» **OBJECTIVE**:
Retype only what runs from the line that contains "the yellow marigold" through the last line of the listing below, both lines included.

-- START RECORD SET --

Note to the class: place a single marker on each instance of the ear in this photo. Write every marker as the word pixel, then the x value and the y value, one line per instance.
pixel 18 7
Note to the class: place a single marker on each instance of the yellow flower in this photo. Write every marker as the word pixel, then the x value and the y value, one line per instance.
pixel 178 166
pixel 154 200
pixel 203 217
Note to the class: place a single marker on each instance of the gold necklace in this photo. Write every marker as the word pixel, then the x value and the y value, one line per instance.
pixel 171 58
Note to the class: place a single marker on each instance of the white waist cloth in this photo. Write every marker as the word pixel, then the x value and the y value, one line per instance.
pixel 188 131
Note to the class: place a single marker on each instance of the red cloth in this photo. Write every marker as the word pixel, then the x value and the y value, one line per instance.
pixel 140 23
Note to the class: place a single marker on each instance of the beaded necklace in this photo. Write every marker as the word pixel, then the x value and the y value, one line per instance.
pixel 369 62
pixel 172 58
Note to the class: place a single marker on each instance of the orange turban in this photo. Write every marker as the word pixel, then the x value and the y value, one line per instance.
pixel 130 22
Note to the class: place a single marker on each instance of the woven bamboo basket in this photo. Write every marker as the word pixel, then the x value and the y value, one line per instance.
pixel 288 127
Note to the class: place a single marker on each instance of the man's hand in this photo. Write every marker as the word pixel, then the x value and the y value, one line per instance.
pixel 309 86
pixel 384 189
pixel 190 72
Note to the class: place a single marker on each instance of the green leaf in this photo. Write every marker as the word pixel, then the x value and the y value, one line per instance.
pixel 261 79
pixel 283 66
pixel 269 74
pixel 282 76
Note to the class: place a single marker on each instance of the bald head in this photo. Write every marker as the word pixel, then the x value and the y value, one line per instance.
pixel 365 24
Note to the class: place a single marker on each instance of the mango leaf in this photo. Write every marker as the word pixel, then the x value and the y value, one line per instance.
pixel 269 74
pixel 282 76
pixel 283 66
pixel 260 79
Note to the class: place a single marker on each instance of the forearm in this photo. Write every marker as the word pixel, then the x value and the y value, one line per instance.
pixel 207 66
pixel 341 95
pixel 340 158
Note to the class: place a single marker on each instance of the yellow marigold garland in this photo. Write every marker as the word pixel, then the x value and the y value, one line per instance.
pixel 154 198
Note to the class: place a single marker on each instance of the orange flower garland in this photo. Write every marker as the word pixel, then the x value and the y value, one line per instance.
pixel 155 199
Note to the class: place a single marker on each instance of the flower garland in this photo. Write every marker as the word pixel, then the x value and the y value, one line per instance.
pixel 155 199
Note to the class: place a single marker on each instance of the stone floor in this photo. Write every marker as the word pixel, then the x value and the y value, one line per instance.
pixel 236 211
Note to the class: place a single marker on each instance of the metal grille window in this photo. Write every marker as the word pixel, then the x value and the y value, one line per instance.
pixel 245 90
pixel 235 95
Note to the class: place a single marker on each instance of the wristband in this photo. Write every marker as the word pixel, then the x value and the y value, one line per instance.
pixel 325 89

-- END RECORD SET --

» **IN RESPONSE**:
Note to the class: place a single marker on each instance of the yellow marigold garland in this photo. Write every marker as the word pixel, then the x value and the y value, one line per instance.
pixel 154 198
Note to the class: place a single marker on each instance of the orange flower garland in this photo. Write every marker as the word pixel, then the x value and the y value, one line per instance.
pixel 155 199
Note to the class: place a single marker on each instance of the flower garland in this photo. Write every marker as the word pixel, then the x value and the y value, one line per instance.
pixel 155 199
Note to the class: place a single marker on each instance of the stone floor in this photo. Write every marker as the word pixel, then the x value and the y value, one line per instance.
pixel 236 211
Note to the class: place a single marker on each instance of the metal grille window in this photo. Write every marker as the word pixel, then the x value and the y value, one line per instance.
pixel 245 90
pixel 235 95
Note to the class: place a single marker on each instance of the wristband in this photo. Write every marker as the word pixel, then the x value and the y value, one line per instance.
pixel 325 89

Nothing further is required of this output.